_Vorliegender Auszug_

______

Für tausende Geflüchtete aus der Ukraine muss innert kurzer Zeit Unterstützung
organisiert werden. Philipp Holderegger, Geschäftsleiter der Caritas St.Gallen-Appenzell,
erklärt, wie man diesen Menschen helfen kann. In absehbarer Zeit werde es etwa viele
Freiwillige brauchen, die den Geflüchteten bei der Integration in den Alltag helfen.
Bild: zVg./ Caritas.ch
Täglich kommen hunderte aus der Ukraine geflüchtete Personen in der Schweiz an. Was bedeutet das für die Caritas St.Gallen-Appenzell?
Philipp Holderegger: Wir, die Hilfswerke auf dem Platz St. Gallen, sind sieben Tage die Woche mit fünf Personen im Asylzentrum Altstätten im Einsatz. Wir haben dort ein Büro bezogen und helfen, für die geflüchteten Personen passende Gastfamilien zu finden. Viele der Geflüchteten kommen direkt vom Bahnhof oder per Car von der Empfangsstelle am Zürcher Hauptbahnhof bei uns an. Sie sind per Bahn eingereist und durch die direkten Zugverbindungen in Zürich gelandet. Von dort aus werden sie dann in die weniger ausgelasteten Zentren wie eben in Altstätten gefahren.
Was brauchen die geflüchteten Personen?
Holderegger: Nebst der Klärung des Schutzstatus S steht schnell die Wohnsituation im Vordergrund, zum Beispiel durch die Vermittlung in Gastfamilien. Die Geflüchteten sollen dort zur Ruhe kommen können, sich sicher fühlen, und beispielsweise erst einmal wieder zwei, drei Nächte durchschlafen, um dann in eine Tagesstruktur zurückzufinden. Dann gibt es auch Personen, für die eine Gastfamilie nicht in Frage kommt, wie etwa allein reisende Kinder. Für sie stehen fachlich betreute Plätze bereit.
Auch viele Pfarreien organisieren Hilfsangebote. Wie läuft dabei die Zusammenarbeit mit der Caritas?

______

_Zeilen_
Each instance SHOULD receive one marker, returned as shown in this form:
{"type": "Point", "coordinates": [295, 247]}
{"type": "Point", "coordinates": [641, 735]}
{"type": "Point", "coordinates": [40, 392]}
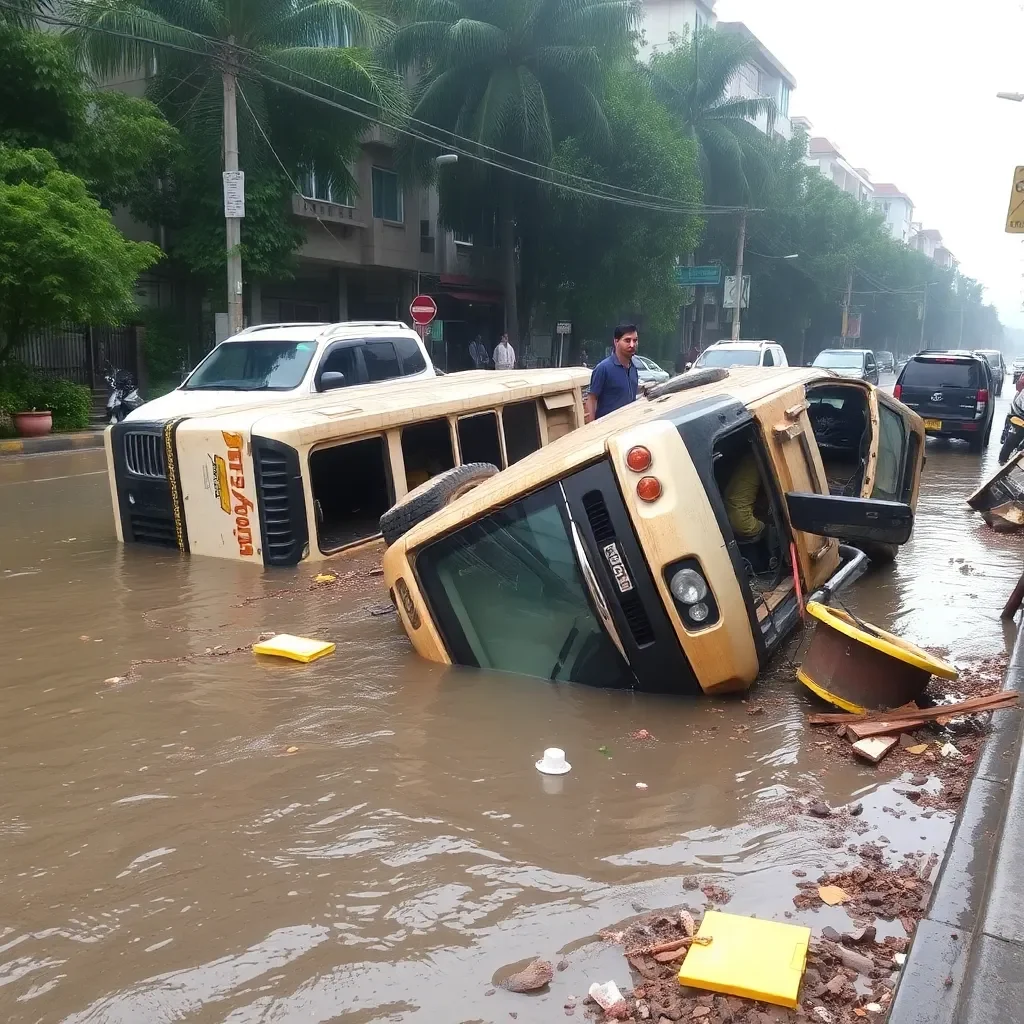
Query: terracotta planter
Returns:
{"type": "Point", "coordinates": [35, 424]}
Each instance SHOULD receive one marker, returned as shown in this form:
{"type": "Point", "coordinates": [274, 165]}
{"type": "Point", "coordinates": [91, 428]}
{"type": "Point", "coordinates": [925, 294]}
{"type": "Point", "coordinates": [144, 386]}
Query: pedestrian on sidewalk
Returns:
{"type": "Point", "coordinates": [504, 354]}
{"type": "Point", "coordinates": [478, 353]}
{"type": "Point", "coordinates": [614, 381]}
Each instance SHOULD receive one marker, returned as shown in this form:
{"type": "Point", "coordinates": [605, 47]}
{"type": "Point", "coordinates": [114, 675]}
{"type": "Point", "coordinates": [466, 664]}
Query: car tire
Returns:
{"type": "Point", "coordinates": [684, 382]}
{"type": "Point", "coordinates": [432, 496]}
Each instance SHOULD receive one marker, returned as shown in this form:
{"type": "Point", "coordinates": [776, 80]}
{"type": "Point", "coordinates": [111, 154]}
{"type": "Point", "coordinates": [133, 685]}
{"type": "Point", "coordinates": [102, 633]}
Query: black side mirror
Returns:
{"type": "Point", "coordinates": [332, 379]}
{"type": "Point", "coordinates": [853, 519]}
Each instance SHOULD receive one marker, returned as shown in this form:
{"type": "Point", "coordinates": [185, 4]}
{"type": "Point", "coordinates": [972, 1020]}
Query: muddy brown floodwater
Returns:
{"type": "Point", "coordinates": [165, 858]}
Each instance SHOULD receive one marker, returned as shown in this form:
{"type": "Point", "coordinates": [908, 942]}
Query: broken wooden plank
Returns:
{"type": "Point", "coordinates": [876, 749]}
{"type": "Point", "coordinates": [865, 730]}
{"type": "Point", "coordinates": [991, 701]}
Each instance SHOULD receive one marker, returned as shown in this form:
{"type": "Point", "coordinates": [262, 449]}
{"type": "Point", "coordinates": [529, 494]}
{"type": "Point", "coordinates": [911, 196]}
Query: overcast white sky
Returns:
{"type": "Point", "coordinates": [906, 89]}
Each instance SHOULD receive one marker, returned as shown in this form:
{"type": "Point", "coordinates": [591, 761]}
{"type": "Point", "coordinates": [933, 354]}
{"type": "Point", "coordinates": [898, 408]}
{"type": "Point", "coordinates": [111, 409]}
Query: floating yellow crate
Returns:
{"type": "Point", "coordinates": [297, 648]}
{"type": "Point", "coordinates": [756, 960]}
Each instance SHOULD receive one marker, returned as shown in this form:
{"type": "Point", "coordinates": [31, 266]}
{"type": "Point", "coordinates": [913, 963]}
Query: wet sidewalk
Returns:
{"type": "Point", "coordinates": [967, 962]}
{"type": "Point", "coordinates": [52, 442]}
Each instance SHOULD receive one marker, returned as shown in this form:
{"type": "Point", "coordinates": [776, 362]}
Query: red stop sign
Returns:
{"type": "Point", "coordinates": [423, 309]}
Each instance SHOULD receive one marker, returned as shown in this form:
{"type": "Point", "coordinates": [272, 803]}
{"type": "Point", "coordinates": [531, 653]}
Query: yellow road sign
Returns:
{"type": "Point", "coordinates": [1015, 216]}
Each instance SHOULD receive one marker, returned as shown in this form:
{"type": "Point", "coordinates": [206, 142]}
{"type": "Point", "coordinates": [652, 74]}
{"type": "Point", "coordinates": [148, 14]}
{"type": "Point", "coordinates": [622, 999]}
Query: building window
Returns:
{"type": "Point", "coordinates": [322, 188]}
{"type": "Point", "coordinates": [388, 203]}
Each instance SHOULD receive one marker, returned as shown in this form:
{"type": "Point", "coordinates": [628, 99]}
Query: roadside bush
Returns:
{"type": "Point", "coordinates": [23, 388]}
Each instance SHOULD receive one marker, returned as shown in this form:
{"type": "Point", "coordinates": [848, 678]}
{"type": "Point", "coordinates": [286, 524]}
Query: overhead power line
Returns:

______

_Erforderliche Schritte_
- A) Mit wie vielen Personen sind die Hilfswerke laut dem Interview zur Hilfe für Geflüchtete aus der Ukraine im Asylzentrum Altstätten im Einsatz?
- B) Schreiben Sie das Interview zur Hilfe für Geflüchtete aus der Ukraine im Anschluss an die zuletzt gestellte Frage weiter.
Die Zeilen spielen hierfür keine Rolle.

_Ergebnisse je Aufgabe_
- A) Mit fünf Personen, an sieben Tagen die Woche.

- B)
Holderegger: Es gibt Pfarreien, die derzeit ihre Pfarrheime bereitstellen respektive für die Unterbringungen geflüchteter Personen vorbereiten. Vereine, die dort ihren Treffpunkt haben, ziehen vorübergehend aus. So kann Platz für Schlafräume und sanitäre Anlagen geschaffen werden. Wertvoll ist das vor allem, wenn Platz für grössere Gruppen von 40 Personen benötigt wird. Wir sind überzeugt, dass die Kirchen zu einem späteren Zeitpunkt eine wichtige Rolle übernehmen können. Sei es als begleitete Treffpunkte, wo gemeinsam
gekocht wird in den Pfarreizentren, als Beratungsorte oder Raum, wo Freizeit gestaltet wird.
Wie kann man als Privatperson am besten helfen?
Holderegger: Wer genügend Platz bei sich hat und ein Zimmer oder eine Wohnung anbieten möchte, kann sich auf www.fluechtlingshilfe.ch als Gastfamilie registrieren. Abgesehen davon helfen Geldspenden am meisten. Die können wir an die Caritas in Polen und Bulgarien überweisen und ermöglichen diesen so, handlungsfähig zu sein. Wir werden in absehbarer Zeit auch Freiwillige brauchen, die die Geflüchteten bei der Integration in den Alltag unterstützen. Personen, die helfen möchten, rate ich daher, Augen und Ohren offen zu halten. Wir werden die Aufrufe zur Unterstützung bei Bedarf publizieren. Nicht hilfreich sind hingegen Sachspenden.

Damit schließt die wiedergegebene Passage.